**What is expected**
Pull out every line in the items below that contains the word "water". Case counts, so copy only lines where it appears in that same case.

**Data in this exercise**

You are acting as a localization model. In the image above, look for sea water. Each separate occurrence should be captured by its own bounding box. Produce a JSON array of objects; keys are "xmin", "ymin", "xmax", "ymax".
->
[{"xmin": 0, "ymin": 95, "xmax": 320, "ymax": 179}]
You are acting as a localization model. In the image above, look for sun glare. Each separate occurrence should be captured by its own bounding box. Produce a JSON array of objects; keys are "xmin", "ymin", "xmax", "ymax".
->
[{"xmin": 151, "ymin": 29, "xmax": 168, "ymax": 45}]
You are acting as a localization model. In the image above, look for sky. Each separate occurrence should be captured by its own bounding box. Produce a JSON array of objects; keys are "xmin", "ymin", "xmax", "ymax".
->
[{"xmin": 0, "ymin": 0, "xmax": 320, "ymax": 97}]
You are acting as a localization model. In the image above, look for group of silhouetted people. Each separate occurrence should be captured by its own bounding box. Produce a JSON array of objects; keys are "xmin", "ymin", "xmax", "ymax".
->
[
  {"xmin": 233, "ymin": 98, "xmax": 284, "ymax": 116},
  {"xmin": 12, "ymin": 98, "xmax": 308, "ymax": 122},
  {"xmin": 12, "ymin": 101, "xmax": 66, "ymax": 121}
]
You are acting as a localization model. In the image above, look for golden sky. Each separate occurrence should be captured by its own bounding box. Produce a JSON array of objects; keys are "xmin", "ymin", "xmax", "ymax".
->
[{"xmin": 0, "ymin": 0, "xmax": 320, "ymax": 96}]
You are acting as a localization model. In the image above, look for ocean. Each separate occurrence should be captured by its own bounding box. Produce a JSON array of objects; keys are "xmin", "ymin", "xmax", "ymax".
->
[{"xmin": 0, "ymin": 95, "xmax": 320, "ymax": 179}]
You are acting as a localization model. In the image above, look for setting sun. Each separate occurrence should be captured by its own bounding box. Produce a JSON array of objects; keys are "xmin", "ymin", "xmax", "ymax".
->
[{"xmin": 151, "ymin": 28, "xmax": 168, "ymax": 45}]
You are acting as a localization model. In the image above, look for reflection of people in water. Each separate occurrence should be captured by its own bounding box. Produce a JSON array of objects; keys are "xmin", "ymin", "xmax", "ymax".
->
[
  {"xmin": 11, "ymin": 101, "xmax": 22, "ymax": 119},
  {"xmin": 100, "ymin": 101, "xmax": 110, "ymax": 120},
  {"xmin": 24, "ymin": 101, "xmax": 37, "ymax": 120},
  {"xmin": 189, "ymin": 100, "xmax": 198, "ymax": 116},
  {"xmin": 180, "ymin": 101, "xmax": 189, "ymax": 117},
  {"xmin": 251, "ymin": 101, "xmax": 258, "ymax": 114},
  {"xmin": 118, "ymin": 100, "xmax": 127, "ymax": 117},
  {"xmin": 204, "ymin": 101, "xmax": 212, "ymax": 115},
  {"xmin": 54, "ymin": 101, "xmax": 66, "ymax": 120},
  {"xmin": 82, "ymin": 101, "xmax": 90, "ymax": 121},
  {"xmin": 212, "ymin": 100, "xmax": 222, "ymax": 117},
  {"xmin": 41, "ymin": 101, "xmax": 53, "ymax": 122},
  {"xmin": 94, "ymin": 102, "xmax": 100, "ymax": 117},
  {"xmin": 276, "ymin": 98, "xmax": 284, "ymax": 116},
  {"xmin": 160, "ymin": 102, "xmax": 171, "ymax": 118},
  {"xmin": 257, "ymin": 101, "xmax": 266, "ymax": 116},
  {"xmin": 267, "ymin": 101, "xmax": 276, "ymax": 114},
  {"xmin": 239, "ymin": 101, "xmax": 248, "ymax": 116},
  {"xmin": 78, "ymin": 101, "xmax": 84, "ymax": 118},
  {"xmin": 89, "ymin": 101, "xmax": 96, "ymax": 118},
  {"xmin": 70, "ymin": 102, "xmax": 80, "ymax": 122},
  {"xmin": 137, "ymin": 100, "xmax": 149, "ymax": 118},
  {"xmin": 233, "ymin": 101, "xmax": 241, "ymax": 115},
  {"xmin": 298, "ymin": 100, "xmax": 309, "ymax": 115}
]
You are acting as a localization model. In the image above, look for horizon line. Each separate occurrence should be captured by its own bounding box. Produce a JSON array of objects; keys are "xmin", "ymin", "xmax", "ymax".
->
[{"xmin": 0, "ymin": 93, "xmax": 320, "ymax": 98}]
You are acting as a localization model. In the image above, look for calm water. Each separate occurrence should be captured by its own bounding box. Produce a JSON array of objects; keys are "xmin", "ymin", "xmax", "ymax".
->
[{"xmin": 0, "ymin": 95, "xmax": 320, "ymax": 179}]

**Solution to this exercise**
You are acting as a localization model. In the image above, look for sea water. Each separate occurrence should be captured by its own bounding box. Produce a JSON array of objects; keys are "xmin", "ymin", "xmax", "ymax".
You are acting as a localization model. In the image above, look for reflection of people in water. Each separate occurrence should be captured by its own bounding box. Produce a JSON array of objects; keys are "xmin", "ymin", "xmax", "ymax".
You are acting as a localization model. In the image above, look for calm water. Each separate occurrence should be captured by its own bounding box. Produce a JSON array of objects; keys are "xmin", "ymin", "xmax", "ymax".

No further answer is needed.